═══ TASK INPUTS ═══

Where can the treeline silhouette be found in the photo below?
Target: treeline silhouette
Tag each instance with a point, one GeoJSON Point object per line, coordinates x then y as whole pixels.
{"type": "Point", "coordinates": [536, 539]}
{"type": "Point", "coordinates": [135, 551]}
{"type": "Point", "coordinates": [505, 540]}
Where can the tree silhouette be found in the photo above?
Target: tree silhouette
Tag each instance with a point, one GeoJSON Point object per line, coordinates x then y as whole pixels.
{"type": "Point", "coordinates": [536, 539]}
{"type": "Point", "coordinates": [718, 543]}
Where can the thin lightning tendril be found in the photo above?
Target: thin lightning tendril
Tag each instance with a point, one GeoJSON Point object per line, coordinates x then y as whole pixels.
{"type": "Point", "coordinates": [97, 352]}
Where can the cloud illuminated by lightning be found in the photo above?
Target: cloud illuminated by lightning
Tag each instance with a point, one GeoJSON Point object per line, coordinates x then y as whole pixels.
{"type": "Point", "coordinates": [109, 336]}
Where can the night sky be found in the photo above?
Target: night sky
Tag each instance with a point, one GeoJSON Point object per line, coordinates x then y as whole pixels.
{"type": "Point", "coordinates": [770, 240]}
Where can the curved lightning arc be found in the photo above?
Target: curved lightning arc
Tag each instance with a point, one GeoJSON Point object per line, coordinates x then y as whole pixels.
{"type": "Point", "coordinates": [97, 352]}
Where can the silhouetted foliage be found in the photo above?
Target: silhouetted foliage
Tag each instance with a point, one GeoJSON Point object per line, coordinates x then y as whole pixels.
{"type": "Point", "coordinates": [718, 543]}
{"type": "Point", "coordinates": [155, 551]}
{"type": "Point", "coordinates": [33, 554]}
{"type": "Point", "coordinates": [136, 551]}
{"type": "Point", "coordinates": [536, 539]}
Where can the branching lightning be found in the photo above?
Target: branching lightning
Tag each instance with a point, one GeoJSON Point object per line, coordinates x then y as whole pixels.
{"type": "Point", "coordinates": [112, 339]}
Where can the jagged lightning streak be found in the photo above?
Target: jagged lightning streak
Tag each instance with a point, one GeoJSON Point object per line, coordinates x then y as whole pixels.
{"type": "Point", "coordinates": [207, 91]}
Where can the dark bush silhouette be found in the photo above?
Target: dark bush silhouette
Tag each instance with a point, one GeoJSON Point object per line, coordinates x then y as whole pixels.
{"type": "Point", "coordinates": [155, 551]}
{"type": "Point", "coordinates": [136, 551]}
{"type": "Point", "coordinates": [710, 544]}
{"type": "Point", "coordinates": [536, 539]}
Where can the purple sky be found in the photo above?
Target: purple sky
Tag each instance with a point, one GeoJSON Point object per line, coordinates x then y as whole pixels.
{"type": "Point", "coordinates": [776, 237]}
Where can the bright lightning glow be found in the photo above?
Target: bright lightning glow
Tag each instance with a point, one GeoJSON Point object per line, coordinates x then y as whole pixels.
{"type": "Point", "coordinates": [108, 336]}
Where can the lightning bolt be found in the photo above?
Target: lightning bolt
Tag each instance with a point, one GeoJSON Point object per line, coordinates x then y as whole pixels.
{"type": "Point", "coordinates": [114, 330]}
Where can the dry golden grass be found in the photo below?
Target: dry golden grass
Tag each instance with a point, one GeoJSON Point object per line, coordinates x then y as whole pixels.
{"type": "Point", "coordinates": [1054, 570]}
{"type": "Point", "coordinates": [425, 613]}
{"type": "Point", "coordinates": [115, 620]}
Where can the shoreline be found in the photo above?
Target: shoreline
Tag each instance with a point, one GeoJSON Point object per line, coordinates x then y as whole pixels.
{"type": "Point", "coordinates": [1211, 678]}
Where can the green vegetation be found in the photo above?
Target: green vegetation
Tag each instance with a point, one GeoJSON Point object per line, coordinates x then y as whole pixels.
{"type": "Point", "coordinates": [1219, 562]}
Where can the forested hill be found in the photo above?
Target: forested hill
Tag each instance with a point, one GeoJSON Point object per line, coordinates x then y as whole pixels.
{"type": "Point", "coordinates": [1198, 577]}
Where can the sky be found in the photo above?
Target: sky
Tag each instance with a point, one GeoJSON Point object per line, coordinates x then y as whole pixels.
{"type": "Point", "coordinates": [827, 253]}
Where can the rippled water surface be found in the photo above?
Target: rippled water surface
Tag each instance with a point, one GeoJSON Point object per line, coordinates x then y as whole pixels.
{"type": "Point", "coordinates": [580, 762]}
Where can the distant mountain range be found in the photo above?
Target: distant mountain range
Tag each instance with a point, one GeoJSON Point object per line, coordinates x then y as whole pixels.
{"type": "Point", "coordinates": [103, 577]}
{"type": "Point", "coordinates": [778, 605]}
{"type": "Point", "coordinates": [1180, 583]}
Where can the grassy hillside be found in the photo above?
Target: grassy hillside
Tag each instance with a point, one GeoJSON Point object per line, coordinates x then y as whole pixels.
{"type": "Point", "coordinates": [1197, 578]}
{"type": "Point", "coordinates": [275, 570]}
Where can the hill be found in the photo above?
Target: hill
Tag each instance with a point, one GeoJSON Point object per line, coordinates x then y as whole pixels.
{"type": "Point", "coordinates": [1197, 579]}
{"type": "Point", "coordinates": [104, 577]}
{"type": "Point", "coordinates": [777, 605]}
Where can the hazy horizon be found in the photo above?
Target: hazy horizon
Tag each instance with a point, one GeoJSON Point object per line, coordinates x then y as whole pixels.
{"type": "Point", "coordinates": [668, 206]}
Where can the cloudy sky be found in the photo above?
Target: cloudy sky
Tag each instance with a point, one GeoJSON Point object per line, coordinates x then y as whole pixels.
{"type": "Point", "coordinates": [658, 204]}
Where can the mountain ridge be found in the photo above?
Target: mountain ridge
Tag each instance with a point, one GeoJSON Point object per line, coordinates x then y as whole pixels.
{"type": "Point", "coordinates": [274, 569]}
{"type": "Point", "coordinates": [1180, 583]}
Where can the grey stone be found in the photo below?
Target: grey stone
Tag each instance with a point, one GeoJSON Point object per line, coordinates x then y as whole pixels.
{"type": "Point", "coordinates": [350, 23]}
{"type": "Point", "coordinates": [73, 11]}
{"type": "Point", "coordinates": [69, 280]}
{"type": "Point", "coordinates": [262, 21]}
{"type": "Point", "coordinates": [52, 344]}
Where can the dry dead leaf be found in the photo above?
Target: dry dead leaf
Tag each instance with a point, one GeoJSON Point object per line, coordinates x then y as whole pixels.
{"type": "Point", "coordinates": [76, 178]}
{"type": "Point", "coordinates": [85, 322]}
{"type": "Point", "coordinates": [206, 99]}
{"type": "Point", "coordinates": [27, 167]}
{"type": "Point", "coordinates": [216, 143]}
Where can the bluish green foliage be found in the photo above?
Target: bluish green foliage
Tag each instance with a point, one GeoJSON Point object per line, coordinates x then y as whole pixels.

═══

* **GIVEN REQUEST**:
Swap "dry dead leaf" for "withered leaf" in the part that opens with the line containing "Where can the grey" and closes with the end of the material. Write out only those lines again, otherwise unchanged.

* **ANSWER TO THIS EXERCISE**:
Where can the grey stone be found in the photo below?
Target: grey stone
Tag each instance with a point, one GeoJSON Point object per line, coordinates x then y as whole pixels.
{"type": "Point", "coordinates": [350, 23]}
{"type": "Point", "coordinates": [73, 11]}
{"type": "Point", "coordinates": [69, 280]}
{"type": "Point", "coordinates": [262, 21]}
{"type": "Point", "coordinates": [52, 344]}
Where can the withered leaf be found in the photo above?
Target: withered leaf
Tag each instance with a point, one GeoJSON Point object per line, coordinates x then y as whole pixels.
{"type": "Point", "coordinates": [76, 178]}
{"type": "Point", "coordinates": [85, 322]}
{"type": "Point", "coordinates": [206, 99]}
{"type": "Point", "coordinates": [27, 167]}
{"type": "Point", "coordinates": [216, 143]}
Where can the bluish green foliage be found in the photo above?
Target: bluish green foliage
Tag each instance with a point, one GeoJSON Point object per line, coordinates x then y as whole pixels.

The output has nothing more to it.